▶ ЗАДАНИЕ A
Перепишите отрывок о Евгении Носове от слов «Экранизировались и некоторые» до слов «миру, природе, человеку.» включительно, заменив «грустная» на «печальная».

▶ ЦИТИРУЕМЫЙ ОТРЫВОК

---*---

К слову, режиссёр А. Сиренко снял по этой повести кинофильм «Родник» (1981), был и фильм-спектакль Куйбышевского академического театра драмы (1982, режиссёр П. Монастырский), постановки в провинциальных театрах.
Экранизировались и некоторые рассказы писателя.
Казалось бы, что близкого для себя в русских Усвятах могут вычитать азиаты? Но произведения Е. Носова переводились и на языки Дальнего Востока.
Считают, что грустная тональность произведений Носова конца 1980–1990-х (фантастический рассказ «Сон», рассказы «НЛО нашего детства», «Тёмная вода», «Карманный фонарик», «Костёр на ветру», «Красное, жёлтое, зелёное…») связана с ощущением у писателя невозобновимого распада коренных устоев национальной жизни, катастрофического нарастания в «перестроечном» обществе бытийной дисгармонии: жестокости, апатии, разочарования и эгоизма. Добавим: алчности, голливудизированного «успеха», абсолютизации уголовного принципа «умри ты сегодня, а я — завтра». Это осознание было умерщвляющим для Евгения Носова, с его целомудренно-трепетным отношением к миру, природе, человеку.

---*---

▶ ДАННЫЕ ДЛЯ ОБРАБОТКИ
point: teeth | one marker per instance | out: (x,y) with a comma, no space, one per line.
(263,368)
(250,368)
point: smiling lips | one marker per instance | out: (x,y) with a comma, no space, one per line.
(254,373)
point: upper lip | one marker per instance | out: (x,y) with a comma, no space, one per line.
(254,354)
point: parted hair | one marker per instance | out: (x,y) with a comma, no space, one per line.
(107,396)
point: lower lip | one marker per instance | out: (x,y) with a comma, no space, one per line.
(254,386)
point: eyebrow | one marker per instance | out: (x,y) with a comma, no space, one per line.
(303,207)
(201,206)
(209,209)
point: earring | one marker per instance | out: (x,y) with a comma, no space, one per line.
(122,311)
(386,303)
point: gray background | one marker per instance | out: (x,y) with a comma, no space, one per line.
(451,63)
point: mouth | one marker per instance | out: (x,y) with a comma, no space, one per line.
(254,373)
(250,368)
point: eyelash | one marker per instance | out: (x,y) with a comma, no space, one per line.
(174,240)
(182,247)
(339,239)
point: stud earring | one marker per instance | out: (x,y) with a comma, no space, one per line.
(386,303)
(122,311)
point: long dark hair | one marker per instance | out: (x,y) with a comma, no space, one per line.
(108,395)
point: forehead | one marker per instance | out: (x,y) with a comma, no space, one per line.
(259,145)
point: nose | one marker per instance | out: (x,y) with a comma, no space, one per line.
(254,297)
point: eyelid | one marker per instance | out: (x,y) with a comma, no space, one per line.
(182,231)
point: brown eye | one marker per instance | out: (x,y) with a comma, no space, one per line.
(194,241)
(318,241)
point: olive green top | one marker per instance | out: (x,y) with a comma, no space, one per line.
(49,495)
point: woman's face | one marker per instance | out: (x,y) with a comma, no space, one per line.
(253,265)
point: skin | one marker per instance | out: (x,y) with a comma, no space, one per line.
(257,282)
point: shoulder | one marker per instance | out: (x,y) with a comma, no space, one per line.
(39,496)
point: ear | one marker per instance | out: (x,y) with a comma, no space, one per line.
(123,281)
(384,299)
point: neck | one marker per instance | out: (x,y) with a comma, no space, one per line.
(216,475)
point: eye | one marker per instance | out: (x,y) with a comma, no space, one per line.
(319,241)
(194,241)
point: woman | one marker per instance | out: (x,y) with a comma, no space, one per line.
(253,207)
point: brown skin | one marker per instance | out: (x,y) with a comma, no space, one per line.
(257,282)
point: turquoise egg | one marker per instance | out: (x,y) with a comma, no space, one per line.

---*---

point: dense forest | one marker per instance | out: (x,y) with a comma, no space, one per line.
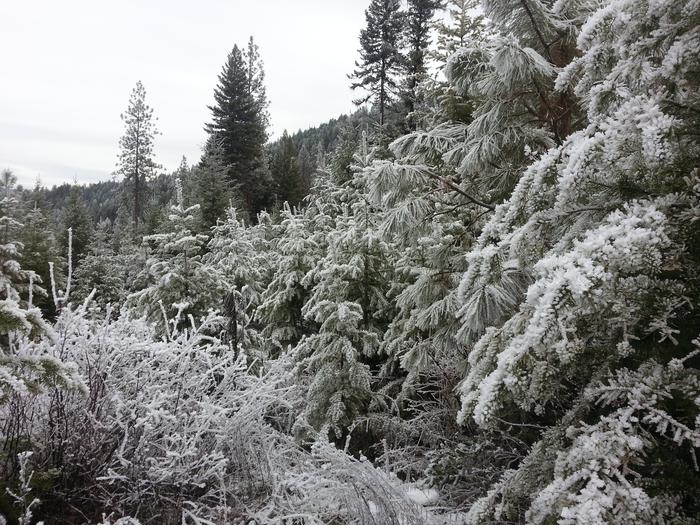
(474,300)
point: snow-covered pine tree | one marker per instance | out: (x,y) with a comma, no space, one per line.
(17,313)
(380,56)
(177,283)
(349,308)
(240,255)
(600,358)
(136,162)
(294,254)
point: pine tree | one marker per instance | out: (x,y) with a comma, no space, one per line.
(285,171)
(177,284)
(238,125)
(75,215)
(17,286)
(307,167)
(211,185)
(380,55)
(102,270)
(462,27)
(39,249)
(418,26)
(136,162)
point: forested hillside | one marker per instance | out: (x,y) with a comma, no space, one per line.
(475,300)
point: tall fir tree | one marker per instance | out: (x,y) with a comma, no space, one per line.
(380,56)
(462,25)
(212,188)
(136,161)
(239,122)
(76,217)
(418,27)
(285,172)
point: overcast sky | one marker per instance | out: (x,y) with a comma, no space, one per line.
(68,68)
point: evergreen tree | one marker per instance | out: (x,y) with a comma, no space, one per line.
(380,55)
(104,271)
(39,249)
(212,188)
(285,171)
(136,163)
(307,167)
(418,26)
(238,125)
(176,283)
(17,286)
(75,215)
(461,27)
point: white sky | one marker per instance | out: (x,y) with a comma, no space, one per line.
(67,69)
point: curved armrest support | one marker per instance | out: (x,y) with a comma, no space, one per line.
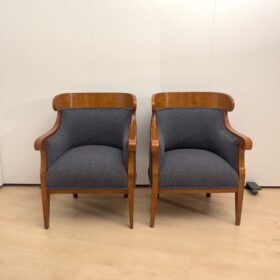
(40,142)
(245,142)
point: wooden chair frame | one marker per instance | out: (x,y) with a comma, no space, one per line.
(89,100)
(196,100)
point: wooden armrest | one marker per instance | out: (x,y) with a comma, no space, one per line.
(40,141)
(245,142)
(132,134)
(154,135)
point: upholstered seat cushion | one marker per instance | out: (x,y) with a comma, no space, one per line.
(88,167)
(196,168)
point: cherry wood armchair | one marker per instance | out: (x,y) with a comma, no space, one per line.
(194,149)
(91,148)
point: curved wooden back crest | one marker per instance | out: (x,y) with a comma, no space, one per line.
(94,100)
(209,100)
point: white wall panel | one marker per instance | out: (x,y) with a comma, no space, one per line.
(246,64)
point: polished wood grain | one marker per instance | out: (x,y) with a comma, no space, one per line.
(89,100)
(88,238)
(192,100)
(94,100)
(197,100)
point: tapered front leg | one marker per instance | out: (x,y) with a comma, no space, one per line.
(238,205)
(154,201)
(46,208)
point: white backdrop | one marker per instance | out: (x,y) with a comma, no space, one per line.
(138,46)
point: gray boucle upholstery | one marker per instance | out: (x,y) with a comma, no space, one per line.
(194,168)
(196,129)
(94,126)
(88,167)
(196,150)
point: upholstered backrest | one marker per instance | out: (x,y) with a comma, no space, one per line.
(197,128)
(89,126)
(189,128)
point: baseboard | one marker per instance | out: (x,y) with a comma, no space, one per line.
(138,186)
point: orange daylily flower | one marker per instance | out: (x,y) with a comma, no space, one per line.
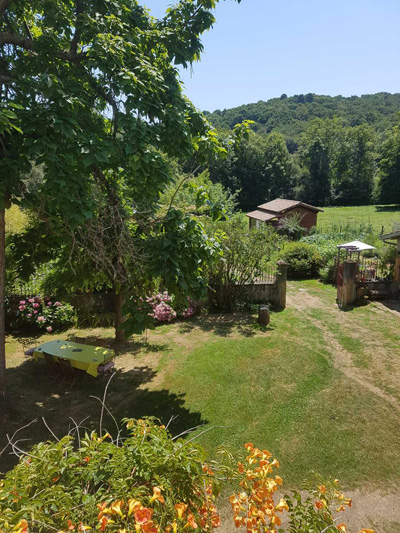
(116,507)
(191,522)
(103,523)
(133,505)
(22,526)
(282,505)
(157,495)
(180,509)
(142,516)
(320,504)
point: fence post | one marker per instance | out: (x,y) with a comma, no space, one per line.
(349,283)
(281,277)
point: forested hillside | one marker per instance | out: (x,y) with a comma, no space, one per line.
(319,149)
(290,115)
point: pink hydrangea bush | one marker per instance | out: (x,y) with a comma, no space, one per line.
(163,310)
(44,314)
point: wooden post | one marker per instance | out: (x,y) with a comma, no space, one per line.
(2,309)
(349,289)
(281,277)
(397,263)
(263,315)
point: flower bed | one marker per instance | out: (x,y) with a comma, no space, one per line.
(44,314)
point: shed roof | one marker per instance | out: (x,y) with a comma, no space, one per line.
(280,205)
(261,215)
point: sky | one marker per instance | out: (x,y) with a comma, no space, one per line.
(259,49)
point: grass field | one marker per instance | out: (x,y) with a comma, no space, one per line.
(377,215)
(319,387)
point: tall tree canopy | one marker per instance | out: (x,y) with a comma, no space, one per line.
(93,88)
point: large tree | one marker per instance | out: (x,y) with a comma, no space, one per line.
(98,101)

---*---

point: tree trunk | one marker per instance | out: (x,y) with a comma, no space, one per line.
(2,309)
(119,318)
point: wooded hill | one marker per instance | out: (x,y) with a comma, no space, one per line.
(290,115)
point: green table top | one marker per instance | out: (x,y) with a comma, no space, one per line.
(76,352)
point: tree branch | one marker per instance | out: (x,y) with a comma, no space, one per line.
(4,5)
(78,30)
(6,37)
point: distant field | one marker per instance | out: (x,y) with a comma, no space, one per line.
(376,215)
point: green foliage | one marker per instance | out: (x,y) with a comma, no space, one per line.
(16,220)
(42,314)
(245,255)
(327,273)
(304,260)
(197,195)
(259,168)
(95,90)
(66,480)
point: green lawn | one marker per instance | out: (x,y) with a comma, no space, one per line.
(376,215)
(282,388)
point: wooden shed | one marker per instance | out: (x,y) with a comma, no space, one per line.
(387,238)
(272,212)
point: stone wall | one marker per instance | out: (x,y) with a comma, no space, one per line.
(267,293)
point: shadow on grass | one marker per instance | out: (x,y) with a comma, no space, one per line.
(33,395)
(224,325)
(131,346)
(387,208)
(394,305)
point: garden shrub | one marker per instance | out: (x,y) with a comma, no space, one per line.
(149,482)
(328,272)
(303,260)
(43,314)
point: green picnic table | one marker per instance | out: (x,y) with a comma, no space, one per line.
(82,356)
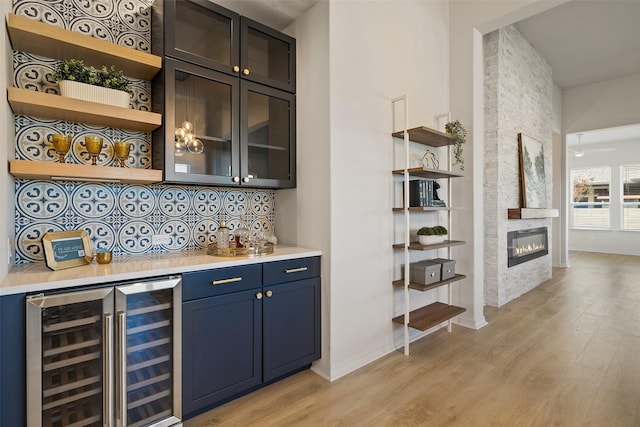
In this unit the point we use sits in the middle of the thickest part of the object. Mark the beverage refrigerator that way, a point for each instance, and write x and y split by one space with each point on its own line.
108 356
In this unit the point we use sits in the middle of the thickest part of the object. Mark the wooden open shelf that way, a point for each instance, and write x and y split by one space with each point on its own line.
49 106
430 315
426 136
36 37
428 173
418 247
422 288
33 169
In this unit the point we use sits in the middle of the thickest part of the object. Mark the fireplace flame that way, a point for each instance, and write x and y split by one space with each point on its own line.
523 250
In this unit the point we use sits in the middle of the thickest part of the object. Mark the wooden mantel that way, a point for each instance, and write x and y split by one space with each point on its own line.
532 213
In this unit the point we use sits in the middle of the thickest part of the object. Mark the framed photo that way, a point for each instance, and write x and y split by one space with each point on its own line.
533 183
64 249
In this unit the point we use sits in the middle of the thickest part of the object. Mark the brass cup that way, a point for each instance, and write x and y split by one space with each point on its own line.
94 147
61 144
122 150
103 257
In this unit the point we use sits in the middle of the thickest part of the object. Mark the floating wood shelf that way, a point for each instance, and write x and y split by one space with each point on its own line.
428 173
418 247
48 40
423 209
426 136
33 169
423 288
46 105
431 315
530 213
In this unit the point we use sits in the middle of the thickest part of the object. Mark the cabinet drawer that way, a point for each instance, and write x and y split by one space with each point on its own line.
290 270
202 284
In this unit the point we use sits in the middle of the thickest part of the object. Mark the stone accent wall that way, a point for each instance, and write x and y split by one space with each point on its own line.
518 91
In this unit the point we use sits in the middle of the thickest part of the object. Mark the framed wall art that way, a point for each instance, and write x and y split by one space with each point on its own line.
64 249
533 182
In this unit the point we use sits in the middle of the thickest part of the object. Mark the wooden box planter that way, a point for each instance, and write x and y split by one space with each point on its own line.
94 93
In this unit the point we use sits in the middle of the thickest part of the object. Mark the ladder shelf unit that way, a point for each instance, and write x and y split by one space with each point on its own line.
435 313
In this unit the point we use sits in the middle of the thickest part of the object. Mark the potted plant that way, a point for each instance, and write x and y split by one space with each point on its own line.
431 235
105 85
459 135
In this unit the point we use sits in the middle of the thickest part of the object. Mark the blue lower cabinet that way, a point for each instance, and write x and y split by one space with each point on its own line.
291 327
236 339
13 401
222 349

---*---

▶ ЗАДАНИЕ B
Выберите из записей все строки со словом «stone».

▶ ПИСЬМЕННЫЙ ОТВЕТ A
Экранизировались и некоторые рассказы писателя.
Казалось бы, что близкого для себя в русских Усвятах могут вычитать азиаты? Но произведения Е. Носова переводились и на языки Дальнего Востока.
Считают, что печальная тональность произведений Носова конца 1980–1990-х (фантастический рассказ «Сон», рассказы «НЛО нашего детства», «Тёмная вода», «Карманный фонарик», «Костёр на ветру», «Красное, жёлтое, зелёное…») связана с ощущением у писателя невозобновимого распада коренных устоев национальной жизни, катастрофического нарастания в «перестроечном» обществе бытийной дисгармонии: жестокости, апатии, разочарования и эгоизма. Добавим: алчности, голливудизированного «успеха», абсолютизации уголовного принципа «умри ты сегодня, а я — завтра». Это осознание было умерщвляющим для Евгения Носова, с его целомудренно-трепетным отношением к миру, природе, человеку.

▶ ПИСЬМЕННЫЙ ОТВЕТ B
point: stone wall | one marker per instance | out: (x,y) with a comma, no space, one per line.
In this unit the point we use sits in the middle of the thickest part of the object. Mark the stone accent wall that way, a point for each instance, and write x and y split by one space with each point on its own line.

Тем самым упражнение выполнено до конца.